- _PROBLEM TO WORK ON_
Copy the following entries word for word, from the start of the entries up to and including the line containing "POLYGON ((43 48, 44".

Rows from a segmentation dataset
- - - -

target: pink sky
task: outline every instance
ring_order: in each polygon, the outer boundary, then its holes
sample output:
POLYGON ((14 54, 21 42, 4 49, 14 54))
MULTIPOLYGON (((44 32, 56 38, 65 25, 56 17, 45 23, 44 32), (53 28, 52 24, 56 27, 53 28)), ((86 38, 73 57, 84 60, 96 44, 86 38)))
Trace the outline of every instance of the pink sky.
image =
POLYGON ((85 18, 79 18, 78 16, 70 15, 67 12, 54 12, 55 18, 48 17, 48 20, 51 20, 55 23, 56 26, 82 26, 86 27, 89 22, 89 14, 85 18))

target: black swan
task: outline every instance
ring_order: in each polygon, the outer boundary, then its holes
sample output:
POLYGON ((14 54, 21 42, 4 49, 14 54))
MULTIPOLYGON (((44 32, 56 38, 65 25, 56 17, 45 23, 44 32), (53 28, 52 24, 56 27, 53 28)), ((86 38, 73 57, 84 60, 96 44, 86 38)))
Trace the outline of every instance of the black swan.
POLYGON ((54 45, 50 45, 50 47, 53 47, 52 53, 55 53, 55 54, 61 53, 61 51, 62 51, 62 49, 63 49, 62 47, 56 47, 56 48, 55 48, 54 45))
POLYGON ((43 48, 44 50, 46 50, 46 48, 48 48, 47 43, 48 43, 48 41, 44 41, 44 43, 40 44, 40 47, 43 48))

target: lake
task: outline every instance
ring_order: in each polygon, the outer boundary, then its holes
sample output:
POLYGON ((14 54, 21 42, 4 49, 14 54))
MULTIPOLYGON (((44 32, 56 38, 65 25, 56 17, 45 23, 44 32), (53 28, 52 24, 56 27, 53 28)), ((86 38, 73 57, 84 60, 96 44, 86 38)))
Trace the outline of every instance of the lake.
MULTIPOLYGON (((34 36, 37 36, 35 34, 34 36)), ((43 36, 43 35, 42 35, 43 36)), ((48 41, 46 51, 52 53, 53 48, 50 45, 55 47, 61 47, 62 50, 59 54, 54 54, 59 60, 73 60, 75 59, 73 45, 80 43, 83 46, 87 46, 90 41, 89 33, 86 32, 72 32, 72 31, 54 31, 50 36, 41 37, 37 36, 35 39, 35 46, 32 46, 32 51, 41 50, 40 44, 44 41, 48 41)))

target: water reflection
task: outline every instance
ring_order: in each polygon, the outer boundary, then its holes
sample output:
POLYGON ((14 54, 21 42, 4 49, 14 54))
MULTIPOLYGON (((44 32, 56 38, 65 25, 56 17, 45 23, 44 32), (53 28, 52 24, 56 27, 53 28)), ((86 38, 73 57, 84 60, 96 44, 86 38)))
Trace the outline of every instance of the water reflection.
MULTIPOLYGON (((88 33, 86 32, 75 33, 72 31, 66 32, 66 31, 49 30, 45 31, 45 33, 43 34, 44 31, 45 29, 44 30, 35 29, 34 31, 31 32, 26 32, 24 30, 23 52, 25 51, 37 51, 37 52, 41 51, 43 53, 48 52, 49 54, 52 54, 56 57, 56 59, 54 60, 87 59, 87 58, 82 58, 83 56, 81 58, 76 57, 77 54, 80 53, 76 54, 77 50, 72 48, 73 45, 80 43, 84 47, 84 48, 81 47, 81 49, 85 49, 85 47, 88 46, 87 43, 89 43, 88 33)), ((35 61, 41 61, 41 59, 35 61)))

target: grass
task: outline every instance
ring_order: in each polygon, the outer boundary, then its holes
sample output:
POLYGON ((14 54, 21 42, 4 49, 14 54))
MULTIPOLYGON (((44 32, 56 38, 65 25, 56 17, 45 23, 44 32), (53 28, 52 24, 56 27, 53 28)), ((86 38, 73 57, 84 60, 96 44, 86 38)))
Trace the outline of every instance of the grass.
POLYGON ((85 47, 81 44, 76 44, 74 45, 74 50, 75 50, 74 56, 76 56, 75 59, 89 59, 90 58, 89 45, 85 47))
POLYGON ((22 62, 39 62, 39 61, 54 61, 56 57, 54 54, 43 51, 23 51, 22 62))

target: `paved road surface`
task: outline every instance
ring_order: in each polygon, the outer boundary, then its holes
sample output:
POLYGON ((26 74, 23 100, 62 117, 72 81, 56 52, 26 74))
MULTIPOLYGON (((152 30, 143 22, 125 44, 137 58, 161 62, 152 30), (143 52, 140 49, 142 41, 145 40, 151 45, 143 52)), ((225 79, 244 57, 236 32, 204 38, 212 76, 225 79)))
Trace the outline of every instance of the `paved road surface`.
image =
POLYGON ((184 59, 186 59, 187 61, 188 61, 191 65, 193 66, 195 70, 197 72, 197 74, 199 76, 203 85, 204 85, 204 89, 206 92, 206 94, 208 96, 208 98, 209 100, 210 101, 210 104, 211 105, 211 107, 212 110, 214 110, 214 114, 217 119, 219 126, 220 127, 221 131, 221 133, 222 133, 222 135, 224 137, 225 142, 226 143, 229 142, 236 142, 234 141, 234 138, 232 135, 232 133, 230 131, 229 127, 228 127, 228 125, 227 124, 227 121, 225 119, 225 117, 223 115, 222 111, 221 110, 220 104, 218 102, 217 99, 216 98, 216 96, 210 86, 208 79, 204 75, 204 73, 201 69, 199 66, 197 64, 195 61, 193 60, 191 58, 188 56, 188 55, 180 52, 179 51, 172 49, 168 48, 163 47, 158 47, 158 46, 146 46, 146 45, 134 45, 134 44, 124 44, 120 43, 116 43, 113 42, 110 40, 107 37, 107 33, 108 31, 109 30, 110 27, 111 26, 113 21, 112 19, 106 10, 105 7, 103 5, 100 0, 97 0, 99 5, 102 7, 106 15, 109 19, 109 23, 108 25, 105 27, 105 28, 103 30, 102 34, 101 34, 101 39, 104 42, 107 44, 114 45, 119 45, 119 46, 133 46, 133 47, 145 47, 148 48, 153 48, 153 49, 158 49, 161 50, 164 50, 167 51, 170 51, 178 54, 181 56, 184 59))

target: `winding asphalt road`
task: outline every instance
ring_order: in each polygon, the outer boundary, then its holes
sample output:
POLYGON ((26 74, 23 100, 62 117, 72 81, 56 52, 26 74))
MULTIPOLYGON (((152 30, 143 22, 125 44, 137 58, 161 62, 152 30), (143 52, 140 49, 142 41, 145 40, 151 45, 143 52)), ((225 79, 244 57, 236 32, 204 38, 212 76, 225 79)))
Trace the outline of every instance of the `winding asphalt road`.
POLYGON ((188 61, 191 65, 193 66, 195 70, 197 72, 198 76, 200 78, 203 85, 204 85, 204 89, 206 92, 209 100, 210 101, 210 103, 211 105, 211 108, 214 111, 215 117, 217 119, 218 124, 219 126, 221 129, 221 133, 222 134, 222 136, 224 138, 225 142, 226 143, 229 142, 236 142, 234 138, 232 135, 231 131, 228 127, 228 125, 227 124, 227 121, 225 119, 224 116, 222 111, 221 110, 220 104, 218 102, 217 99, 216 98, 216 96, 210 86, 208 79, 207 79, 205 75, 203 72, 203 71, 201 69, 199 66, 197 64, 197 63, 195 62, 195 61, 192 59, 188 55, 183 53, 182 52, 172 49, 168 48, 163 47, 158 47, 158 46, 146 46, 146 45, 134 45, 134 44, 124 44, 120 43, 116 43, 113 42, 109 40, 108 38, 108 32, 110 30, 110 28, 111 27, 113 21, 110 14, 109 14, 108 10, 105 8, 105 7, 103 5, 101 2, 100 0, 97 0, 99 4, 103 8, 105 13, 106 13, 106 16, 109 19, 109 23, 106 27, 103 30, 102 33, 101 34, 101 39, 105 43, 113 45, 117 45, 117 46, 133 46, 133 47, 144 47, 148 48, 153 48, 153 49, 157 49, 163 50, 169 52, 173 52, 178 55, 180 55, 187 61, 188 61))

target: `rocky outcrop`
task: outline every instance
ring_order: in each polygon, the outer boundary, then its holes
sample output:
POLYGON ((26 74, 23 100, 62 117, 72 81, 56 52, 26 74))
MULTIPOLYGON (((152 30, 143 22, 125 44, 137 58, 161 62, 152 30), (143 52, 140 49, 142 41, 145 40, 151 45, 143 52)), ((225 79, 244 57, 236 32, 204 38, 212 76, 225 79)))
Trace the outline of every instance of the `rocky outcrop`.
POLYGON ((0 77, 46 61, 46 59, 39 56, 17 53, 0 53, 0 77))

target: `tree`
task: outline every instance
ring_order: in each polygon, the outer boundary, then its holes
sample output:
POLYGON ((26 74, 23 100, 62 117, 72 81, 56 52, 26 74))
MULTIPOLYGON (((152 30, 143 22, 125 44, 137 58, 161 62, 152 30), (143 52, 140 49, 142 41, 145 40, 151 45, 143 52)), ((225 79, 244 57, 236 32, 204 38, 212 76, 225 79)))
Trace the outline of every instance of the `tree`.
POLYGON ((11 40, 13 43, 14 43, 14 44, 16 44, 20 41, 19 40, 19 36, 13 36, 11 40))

- - - -

- _RESPONSE TO THIS EXERCISE_
target: pink sky
task: outline every instance
ring_order: in each polygon, the outer boundary, then its holes
sample output:
POLYGON ((14 54, 21 42, 4 49, 14 54))
MULTIPOLYGON (((44 32, 56 38, 65 25, 56 17, 45 23, 44 32), (53 28, 52 24, 56 27, 53 28)), ((86 38, 73 57, 84 60, 96 44, 86 38)))
Trace the outline of every instance of the pink sky.
image =
POLYGON ((85 18, 79 18, 78 16, 70 15, 67 12, 54 12, 55 18, 48 17, 48 20, 51 20, 55 23, 56 26, 82 26, 86 27, 89 22, 89 14, 85 18))

target: black swan
task: outline every instance
ring_order: in each polygon, the outer boundary, then its holes
sample output:
POLYGON ((14 54, 21 42, 4 49, 14 54))
MULTIPOLYGON (((44 32, 56 38, 65 25, 56 17, 45 23, 44 32), (53 28, 52 24, 56 27, 53 28)), ((86 38, 73 57, 84 60, 96 44, 86 38)))
Trace the outline of every instance of the black swan.
POLYGON ((54 45, 50 45, 50 47, 53 47, 52 53, 55 53, 55 54, 61 53, 61 51, 62 51, 62 49, 63 49, 62 47, 56 47, 56 48, 55 48, 54 45))
POLYGON ((43 48, 44 50, 46 50, 46 48, 48 48, 47 43, 48 43, 48 41, 44 41, 44 43, 40 44, 40 47, 43 48))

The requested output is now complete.